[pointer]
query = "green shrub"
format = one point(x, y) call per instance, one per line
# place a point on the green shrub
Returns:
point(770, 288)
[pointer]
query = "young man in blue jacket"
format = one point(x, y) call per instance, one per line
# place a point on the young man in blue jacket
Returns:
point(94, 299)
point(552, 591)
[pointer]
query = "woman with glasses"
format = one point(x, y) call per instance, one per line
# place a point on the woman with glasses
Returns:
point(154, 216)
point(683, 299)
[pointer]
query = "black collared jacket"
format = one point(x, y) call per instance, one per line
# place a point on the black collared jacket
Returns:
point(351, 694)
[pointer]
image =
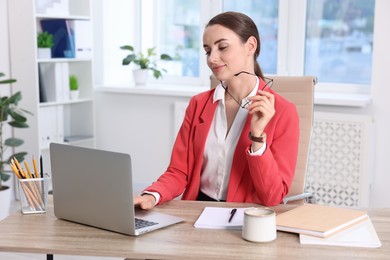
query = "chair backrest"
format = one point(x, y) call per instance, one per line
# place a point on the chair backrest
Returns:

-----

Exercise:
Repeat the material above exactly; pictures do not belong in the copy.

Written solution:
[pointer]
query = "green shrub"
format = one point(x, y) call per instance, one per line
# place a point on the green shrub
Returns:
point(770, 288)
[pointer]
query = "young man in blue jacket"
format = one point(x, y) call per instance, one per line
# place a point on the young man in blue jacket
Returns:
point(94, 299)
point(552, 591)
[pointer]
query = "woman with glasses"
format = one point(x, y) call per instance, one per line
# place a point on the woman with glasses
Returns:
point(154, 216)
point(683, 299)
[pointer]
query = "black collared jacket"
format = one point(x, y) call per instance, one per line
# place a point on the black collared jacket
Returns:
point(351, 694)
[pointer]
image =
query = "chair backrest"
format = one point(x, y) call per instance, one per line
# place a point on the chair backrest
Returns:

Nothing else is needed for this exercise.